• Directions: Would you please output the lines from the one holding "Target: street light fixture" to the end of the entries, exactly and with no others?

--- Material to process Enclosed Below ---

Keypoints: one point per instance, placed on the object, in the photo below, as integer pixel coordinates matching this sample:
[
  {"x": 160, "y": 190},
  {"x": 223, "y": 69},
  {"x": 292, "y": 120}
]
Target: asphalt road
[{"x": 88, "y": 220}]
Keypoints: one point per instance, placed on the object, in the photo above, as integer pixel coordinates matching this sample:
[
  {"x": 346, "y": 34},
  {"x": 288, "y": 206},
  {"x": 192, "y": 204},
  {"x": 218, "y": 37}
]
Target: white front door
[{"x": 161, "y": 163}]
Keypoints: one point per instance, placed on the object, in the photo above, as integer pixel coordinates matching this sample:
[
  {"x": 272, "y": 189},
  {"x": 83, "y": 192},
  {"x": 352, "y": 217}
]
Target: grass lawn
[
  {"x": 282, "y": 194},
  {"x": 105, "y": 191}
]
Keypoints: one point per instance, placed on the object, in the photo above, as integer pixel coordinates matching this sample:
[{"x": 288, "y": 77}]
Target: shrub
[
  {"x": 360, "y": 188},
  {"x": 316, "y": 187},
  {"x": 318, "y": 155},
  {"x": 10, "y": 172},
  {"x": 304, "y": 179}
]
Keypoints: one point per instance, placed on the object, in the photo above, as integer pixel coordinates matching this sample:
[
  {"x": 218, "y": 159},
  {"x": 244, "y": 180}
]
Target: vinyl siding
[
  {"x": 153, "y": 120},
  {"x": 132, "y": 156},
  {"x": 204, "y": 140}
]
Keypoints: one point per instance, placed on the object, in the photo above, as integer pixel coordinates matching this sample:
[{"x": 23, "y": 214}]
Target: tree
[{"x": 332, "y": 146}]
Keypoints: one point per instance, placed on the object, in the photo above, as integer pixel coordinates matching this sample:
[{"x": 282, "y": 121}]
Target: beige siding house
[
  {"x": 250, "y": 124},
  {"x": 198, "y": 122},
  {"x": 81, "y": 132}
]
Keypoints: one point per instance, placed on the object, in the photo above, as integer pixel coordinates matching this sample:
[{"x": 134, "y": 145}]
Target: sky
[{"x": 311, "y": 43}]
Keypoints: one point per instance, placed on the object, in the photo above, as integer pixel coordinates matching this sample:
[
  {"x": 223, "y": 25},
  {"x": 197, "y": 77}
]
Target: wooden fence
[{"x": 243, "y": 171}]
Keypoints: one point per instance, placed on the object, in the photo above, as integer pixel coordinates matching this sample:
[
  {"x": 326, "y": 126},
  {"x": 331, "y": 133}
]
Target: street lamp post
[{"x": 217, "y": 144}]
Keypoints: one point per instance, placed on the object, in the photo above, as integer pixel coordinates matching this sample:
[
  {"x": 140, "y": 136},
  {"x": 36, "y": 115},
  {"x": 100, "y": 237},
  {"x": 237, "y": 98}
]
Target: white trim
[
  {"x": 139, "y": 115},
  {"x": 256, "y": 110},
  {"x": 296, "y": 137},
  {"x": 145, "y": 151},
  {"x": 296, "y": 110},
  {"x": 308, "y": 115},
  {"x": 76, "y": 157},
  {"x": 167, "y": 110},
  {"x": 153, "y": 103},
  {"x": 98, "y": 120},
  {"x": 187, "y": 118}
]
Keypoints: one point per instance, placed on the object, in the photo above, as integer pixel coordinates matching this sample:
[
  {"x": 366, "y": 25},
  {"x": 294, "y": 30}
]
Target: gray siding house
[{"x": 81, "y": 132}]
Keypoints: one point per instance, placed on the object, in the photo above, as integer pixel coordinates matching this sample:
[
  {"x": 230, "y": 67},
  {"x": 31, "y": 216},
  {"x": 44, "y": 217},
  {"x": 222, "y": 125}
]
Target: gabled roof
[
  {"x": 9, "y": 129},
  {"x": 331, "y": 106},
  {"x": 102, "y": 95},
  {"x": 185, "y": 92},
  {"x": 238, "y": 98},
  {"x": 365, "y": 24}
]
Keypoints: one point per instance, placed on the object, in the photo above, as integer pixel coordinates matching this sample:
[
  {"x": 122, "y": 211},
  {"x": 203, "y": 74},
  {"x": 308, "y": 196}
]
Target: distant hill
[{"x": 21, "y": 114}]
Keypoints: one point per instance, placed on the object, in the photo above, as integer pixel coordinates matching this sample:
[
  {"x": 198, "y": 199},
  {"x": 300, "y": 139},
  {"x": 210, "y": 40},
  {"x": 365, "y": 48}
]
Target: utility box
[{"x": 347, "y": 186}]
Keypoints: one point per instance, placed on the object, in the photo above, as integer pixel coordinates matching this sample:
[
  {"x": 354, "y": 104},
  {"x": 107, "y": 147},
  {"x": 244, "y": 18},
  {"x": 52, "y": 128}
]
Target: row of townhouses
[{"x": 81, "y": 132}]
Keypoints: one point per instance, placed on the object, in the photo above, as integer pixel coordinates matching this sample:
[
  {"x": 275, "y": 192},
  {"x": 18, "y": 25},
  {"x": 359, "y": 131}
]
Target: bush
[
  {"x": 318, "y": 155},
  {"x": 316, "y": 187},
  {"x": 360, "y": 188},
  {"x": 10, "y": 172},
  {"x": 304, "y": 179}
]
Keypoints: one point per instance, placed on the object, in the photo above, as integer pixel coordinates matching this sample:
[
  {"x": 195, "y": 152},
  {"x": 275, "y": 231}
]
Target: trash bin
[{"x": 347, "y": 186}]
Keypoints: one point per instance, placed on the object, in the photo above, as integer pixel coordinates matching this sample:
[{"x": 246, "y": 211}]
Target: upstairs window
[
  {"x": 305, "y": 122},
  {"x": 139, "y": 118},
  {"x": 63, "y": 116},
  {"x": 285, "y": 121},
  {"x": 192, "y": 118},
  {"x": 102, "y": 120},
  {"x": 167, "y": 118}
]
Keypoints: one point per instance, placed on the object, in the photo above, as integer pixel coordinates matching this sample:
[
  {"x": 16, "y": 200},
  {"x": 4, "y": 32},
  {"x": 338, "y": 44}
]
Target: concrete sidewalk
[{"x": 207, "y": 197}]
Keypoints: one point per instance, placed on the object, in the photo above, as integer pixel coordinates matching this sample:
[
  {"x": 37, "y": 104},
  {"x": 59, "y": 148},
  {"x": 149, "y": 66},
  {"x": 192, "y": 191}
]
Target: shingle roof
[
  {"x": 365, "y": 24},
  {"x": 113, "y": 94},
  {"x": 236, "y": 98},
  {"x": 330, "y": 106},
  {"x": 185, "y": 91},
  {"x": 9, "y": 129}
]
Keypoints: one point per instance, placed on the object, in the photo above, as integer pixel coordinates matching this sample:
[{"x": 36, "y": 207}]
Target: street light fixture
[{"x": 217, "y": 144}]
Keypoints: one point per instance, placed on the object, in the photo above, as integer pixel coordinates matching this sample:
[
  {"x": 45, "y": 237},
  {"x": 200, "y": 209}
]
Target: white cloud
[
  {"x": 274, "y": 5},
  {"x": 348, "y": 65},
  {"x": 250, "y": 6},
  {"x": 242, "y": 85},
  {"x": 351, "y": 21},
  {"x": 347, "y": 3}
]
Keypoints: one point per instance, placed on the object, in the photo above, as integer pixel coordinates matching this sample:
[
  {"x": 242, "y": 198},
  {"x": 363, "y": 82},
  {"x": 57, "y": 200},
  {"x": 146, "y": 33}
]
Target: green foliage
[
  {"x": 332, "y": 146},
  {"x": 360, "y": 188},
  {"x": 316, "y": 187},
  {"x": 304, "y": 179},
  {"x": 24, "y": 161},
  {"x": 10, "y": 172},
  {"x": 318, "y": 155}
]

--- End of Enclosed Material to process ---

• Answer section:
Target: street light fixture
[{"x": 217, "y": 144}]
Keypoints: one point per instance, placed on the object, in the photo above, as integer pixel coordinates matching this sample:
[
  {"x": 45, "y": 237},
  {"x": 200, "y": 209}
]
Target: white cloud
[
  {"x": 274, "y": 5},
  {"x": 348, "y": 65},
  {"x": 250, "y": 6},
  {"x": 242, "y": 85},
  {"x": 351, "y": 21},
  {"x": 347, "y": 3}
]
Keypoints: one point per instance, placed on the object, in the photo above, as integer pixel coordinates matching this sample:
[
  {"x": 242, "y": 198},
  {"x": 363, "y": 82},
  {"x": 57, "y": 200},
  {"x": 146, "y": 33}
]
Target: green foliage
[
  {"x": 332, "y": 146},
  {"x": 360, "y": 188},
  {"x": 316, "y": 187},
  {"x": 304, "y": 179},
  {"x": 24, "y": 161},
  {"x": 10, "y": 172},
  {"x": 318, "y": 155}
]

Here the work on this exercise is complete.